EXERCISE AIM:
The required output is every line from the one containing "Could you point at the dorsal" through the last line of the listing below, copied exactly, pictures excluded.

DATASET EXCERPTS:
:::::

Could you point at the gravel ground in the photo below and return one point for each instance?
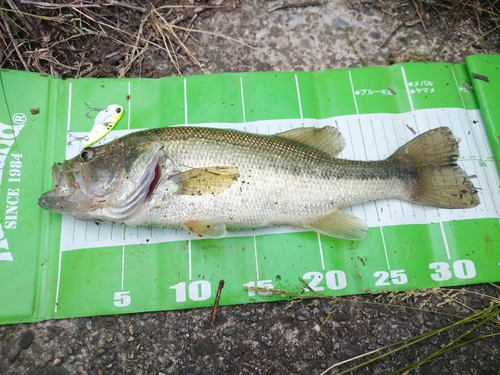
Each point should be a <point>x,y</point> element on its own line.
<point>276,338</point>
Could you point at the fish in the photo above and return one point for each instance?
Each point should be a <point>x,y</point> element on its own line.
<point>209,181</point>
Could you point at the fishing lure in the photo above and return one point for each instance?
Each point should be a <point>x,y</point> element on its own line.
<point>104,122</point>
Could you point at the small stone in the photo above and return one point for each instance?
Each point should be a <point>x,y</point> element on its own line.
<point>101,351</point>
<point>57,361</point>
<point>26,339</point>
<point>229,331</point>
<point>14,353</point>
<point>394,46</point>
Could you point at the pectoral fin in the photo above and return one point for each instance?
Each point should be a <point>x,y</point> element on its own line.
<point>212,228</point>
<point>339,224</point>
<point>327,140</point>
<point>202,181</point>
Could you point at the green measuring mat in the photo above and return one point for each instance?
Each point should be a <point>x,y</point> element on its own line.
<point>53,266</point>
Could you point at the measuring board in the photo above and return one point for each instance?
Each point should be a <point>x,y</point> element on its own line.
<point>53,266</point>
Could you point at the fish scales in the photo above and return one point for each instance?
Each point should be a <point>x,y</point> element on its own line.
<point>282,182</point>
<point>210,180</point>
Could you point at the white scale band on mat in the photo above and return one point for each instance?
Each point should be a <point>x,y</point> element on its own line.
<point>368,137</point>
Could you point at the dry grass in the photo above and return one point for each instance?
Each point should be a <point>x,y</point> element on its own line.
<point>106,39</point>
<point>466,328</point>
<point>111,38</point>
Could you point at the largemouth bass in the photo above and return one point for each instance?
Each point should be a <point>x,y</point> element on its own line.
<point>211,180</point>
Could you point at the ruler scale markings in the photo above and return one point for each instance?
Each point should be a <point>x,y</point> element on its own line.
<point>445,241</point>
<point>429,127</point>
<point>123,265</point>
<point>70,95</point>
<point>58,280</point>
<point>129,100</point>
<point>385,247</point>
<point>458,87</point>
<point>298,97</point>
<point>242,100</point>
<point>321,252</point>
<point>256,257</point>
<point>388,154</point>
<point>190,259</point>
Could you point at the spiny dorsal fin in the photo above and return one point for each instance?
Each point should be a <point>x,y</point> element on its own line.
<point>338,224</point>
<point>208,180</point>
<point>328,139</point>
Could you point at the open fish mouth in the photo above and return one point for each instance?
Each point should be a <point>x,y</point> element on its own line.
<point>76,194</point>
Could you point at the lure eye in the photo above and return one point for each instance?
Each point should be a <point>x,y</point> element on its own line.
<point>87,153</point>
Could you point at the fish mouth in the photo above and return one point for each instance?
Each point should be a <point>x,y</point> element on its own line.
<point>74,195</point>
<point>59,199</point>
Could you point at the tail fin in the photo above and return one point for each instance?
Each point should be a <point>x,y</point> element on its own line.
<point>437,179</point>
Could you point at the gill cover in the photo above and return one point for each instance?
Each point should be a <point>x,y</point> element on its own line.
<point>108,182</point>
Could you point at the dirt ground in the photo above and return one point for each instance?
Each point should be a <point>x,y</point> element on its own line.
<point>269,338</point>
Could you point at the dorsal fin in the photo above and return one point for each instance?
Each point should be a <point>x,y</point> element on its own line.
<point>327,140</point>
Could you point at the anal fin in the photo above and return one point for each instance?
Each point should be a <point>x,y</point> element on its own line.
<point>340,225</point>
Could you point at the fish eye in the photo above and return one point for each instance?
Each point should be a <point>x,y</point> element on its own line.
<point>87,153</point>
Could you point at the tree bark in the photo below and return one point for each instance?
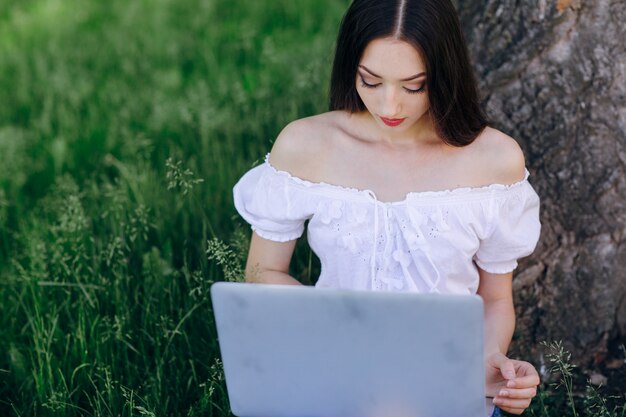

:::::

WRITTEN SOLUTION:
Could you point at the dorsal fin in the photo above and return one point for each instance?
Each point should be a <point>x,y</point> element on its own line.
<point>327,140</point>
Could you point at the anal fin in the photo above and return one point for each instance?
Each point should be a <point>x,y</point> element on its own line.
<point>340,225</point>
Could you point at the fish eye in the photo above and return one point for each instance?
Each point should be a <point>x,y</point> element on its own line.
<point>87,153</point>
Could you point at the tree bark in the photo below and return one point for each instance?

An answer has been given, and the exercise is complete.